WORK INSTRUCTIONS: Replace "gray fabric" with "charcoal fabric" in the lines from the one holding "on the bobby" through the end of the entries, inclusive, and reproduce only those lines with nothing else altered.

## Start MATERIAL FOR THIS EXERCISE

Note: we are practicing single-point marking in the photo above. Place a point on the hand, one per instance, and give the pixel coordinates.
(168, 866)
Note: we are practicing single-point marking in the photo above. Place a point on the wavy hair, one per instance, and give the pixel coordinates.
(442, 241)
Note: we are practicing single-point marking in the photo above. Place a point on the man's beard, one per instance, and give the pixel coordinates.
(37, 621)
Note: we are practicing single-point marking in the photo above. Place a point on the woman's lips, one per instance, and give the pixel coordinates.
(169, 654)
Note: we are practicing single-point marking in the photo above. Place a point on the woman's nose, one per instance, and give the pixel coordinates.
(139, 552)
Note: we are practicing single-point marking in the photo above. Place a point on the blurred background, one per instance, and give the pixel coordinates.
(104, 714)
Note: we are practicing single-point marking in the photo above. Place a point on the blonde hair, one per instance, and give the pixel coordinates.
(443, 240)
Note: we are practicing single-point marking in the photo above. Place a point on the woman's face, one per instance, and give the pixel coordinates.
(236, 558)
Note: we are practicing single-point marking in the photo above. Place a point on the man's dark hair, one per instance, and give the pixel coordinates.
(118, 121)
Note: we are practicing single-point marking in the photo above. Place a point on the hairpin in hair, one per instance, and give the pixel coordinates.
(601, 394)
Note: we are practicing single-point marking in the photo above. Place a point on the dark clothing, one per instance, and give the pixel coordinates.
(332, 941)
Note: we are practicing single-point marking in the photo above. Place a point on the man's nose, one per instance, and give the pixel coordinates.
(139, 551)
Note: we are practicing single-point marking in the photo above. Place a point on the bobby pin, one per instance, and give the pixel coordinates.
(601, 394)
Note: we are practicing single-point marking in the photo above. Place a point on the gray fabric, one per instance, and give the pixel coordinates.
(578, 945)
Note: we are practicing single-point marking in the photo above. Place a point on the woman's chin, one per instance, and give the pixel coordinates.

## End MATERIAL FOR THIS EXERCISE

FULL RESPONSE:
Note: we are practicing single-point marking in the photo above. Place a point on the bobby pin, one per instance, and give the pixel coordinates.
(601, 394)
Note: we are practicing single-point marking in the photo above. Place a point on the charcoal fabric, one per instance, and give the pixel coordinates.
(578, 945)
Note: we are practicing single-point marking in the photo above. Place a point on the woman's chin, one per instance, and give the pixel coordinates.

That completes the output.